** Input material follows **

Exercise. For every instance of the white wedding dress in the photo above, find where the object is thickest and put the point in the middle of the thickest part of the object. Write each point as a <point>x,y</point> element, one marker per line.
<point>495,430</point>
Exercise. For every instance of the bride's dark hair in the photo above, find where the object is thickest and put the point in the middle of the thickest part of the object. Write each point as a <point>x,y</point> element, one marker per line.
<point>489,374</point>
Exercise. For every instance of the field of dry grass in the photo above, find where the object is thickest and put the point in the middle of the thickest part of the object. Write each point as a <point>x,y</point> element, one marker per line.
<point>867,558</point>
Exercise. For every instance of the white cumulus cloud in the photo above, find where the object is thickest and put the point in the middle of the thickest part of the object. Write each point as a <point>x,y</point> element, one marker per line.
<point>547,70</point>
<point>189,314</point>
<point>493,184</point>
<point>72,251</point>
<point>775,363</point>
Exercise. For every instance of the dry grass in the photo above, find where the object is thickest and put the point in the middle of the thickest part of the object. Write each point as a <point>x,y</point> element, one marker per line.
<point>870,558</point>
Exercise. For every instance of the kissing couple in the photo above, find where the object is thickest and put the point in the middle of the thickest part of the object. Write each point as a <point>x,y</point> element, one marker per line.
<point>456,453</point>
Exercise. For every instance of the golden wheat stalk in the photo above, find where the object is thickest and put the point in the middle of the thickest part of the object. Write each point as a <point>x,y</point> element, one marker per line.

** End of Input material **

▶ _Task instructions_:
In your answer, reproduce every entry exactly as it was written.

▶ _Answer space_:
Exercise. For every instance of the white wedding dress in the photo above, find where the object is thickest and put the point in the middle of the thickest part of the object. Write each point as a <point>x,y</point> element, one marker per line.
<point>495,430</point>
Exercise. For every instance of the bride's dark hair in the photo above, find where the object is thickest and put the point in the middle of the thickest part of the object. Write each point as a <point>x,y</point> element, one marker per line.
<point>489,374</point>
Exercise. For every instance of the field of dry grass in the photo above, find where the object is thickest and put the point in the middle of the thickest part of the object. Write each point as a <point>x,y</point> element, one marker per line.
<point>867,558</point>
Exercise. For every instance of the white cumulus cloud in the photo above, find where the object is thickest and put the point in the middle of the thickest part of the object. Write each point as a <point>x,y</point> element, one marker per line.
<point>547,70</point>
<point>189,314</point>
<point>493,184</point>
<point>72,251</point>
<point>775,363</point>
Exercise. For every instance of the dry grass in the photo above, find where the object is thickest and put the point in the middle of the thickest part of the object. Write each point as a <point>x,y</point> element, one marker per line.
<point>870,558</point>
Exercise. For every instance of the kissing couple in the photo above, find where the object is thickest and put the point in the middle of the thickest part of the object. Write each point as a <point>x,y</point> element, one marker per line.
<point>456,453</point>
Exercise. For every instance of the golden wheat stalk in the photo above, find where the object is thickest and put the point in the middle of the thickest part of the object. Write each point as a <point>x,y</point> element, one marker per line.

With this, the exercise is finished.